Task details: In the blog post below, how many children does the writer say they had, and over how many years?

Yes, we need to talk about the elephant in the room. It’s me. I’m the elephant. Okay, that may be a little harsh, but the reality is that’s how I feel as I move around the house. Uncomfortably big. Wait. Maybe I should have said the hippo, because I find them fascinating. I mean, the way they look like they’re just ambling around, not paying attention to anything and then BOOM!, they attack like they’re insane. Hmm. On second thought we’re going to say I’m the hippo. Anyway, everybody has their own story about why they need to lose weight or put it on in the first place. Many mothers would refer to my situation as baby weight. I had 4 kids in 5 years. To try to avoid birth defects associated with high blood sugar in diabetics, I kept my glucose levels VERY low while pregnant. This can contribute to considerable weight gain. Some experts, including some of you, find this arguable. Those of us living with Type 1 for decades have the experience to know the reality. In between each pregnancy, I did a pretty good job to get my weight back down before getting pregnant again. With each child, I had less workout time available to me, and I was older (after 40 metabolism can be a big shocker!), so I was a little higher than I wanted before pregnancy #4. Then, this being the last one, I decided I wouldn’t kill myself for the 2 (and sometimes more) pounds a week weight loss. I took it slow. I was about 25 down, 25 to go, then nothing. I tried all of my tried and true, beat the plateau tricks, but nothing worked. For months and months. It depressed me. I stopped trying. It’s all back. The realization hits, and hear me moms, after 2 years it’s no longer baby weight, IT’S MOMMY WEIGHT.

Given records:
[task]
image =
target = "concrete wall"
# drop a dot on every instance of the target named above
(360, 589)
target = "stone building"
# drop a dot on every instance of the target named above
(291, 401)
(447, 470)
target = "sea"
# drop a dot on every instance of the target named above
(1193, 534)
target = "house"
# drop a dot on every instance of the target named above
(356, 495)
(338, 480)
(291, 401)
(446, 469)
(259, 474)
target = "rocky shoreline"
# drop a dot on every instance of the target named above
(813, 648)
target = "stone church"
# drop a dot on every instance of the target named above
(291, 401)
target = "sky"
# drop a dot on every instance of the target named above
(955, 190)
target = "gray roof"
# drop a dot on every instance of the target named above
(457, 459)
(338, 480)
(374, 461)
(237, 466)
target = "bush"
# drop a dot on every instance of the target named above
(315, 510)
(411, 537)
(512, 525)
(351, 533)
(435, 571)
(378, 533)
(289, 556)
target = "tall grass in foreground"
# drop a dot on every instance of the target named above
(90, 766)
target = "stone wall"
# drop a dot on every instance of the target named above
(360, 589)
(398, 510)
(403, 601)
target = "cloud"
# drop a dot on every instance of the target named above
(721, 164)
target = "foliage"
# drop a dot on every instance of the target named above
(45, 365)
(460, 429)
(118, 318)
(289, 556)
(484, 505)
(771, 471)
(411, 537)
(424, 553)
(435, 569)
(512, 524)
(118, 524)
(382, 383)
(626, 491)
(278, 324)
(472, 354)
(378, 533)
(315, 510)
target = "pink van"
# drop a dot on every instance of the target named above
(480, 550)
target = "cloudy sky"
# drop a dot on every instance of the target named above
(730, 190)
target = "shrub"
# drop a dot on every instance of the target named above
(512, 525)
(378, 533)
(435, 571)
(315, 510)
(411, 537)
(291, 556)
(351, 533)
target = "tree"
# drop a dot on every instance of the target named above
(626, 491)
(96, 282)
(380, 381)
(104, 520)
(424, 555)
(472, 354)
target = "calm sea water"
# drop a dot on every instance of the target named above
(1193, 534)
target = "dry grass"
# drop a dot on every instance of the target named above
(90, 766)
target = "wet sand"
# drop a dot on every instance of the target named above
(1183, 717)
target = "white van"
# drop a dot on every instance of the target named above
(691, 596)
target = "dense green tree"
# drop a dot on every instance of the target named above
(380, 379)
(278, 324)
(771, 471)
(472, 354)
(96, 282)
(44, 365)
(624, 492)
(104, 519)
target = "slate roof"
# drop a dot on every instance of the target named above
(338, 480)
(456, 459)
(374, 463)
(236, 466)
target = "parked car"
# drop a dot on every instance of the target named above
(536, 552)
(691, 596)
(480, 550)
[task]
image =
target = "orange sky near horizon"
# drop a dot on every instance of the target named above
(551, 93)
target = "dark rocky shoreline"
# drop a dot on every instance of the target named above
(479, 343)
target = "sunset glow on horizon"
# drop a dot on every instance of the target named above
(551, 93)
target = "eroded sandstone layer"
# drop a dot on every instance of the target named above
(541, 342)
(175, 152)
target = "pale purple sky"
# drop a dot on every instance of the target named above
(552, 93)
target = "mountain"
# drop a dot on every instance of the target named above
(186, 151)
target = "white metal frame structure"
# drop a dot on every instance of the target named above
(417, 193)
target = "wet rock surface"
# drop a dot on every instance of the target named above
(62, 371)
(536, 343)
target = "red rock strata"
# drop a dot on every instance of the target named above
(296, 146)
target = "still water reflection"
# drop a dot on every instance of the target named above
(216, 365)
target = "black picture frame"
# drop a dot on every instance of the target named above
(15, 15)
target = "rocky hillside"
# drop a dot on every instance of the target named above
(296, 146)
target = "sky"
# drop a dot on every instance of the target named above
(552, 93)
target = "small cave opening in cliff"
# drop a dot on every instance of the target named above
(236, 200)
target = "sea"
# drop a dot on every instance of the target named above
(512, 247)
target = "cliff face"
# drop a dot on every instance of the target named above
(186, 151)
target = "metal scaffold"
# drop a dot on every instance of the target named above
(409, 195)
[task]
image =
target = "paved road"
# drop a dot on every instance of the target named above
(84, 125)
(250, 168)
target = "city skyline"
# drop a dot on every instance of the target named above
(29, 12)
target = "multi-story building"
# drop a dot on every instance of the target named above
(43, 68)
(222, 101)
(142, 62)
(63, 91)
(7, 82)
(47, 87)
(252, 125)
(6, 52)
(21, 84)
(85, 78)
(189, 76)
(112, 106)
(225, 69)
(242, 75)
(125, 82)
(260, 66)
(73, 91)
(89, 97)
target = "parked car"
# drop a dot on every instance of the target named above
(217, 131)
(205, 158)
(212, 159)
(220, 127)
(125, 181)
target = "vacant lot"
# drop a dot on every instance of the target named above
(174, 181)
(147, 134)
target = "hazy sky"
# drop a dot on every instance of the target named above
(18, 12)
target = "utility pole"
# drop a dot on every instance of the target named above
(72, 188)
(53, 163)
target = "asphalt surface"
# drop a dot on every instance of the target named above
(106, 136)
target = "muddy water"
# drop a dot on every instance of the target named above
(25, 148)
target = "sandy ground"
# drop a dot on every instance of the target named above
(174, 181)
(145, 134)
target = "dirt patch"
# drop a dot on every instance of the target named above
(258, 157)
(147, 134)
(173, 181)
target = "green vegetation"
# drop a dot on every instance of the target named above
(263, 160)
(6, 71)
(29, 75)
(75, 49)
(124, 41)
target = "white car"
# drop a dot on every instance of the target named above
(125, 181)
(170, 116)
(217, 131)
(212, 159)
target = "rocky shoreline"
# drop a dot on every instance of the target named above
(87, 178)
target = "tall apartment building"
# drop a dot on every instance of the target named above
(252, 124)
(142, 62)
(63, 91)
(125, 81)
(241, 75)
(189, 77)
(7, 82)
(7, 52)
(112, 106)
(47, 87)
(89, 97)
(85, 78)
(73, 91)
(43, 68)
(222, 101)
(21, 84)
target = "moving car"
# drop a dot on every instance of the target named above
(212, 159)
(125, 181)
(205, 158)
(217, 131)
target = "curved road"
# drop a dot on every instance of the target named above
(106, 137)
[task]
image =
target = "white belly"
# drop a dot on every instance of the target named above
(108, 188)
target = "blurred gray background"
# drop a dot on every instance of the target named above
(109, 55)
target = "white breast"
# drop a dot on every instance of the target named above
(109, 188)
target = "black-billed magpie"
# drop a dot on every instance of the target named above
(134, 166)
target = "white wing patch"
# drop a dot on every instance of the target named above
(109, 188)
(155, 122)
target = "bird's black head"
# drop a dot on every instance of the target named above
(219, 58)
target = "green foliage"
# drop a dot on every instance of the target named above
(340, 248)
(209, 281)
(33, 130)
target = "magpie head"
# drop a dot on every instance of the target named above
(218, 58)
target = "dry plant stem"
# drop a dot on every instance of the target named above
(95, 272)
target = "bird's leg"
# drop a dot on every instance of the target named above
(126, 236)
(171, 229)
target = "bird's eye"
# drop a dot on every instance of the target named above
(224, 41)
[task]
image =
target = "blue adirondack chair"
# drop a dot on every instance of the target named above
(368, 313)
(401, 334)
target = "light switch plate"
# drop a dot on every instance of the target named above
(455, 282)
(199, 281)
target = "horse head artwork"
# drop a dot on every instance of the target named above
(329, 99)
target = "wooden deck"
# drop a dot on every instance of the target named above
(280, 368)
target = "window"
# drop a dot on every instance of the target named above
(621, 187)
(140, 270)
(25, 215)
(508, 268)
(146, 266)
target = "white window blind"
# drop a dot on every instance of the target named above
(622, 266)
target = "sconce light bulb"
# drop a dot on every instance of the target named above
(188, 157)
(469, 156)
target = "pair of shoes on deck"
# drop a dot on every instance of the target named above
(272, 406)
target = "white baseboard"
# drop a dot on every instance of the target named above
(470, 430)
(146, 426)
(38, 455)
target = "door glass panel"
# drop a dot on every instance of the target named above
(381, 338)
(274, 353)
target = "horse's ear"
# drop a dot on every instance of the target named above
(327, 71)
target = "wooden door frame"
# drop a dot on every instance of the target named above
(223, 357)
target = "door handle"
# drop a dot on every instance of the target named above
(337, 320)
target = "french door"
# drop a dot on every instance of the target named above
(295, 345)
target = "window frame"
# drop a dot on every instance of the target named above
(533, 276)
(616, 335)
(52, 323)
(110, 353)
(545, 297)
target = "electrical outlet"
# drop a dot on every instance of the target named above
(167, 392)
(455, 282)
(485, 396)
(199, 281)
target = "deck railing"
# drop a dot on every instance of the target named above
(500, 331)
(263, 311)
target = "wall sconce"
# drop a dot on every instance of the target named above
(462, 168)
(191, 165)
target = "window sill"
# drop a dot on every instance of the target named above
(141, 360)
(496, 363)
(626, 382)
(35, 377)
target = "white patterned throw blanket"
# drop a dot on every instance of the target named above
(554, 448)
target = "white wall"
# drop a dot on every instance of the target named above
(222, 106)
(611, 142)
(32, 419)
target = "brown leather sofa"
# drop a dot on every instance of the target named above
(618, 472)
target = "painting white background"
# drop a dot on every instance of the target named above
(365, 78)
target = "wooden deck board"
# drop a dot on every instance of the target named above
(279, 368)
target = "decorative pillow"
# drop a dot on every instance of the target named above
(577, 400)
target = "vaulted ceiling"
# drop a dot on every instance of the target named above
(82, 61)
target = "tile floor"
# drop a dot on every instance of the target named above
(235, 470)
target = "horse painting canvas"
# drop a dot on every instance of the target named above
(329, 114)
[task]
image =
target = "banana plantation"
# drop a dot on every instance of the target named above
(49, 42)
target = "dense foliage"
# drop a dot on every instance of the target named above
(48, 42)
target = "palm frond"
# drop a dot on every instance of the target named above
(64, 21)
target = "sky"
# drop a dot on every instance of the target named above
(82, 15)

Completed exercise: Four children in five years.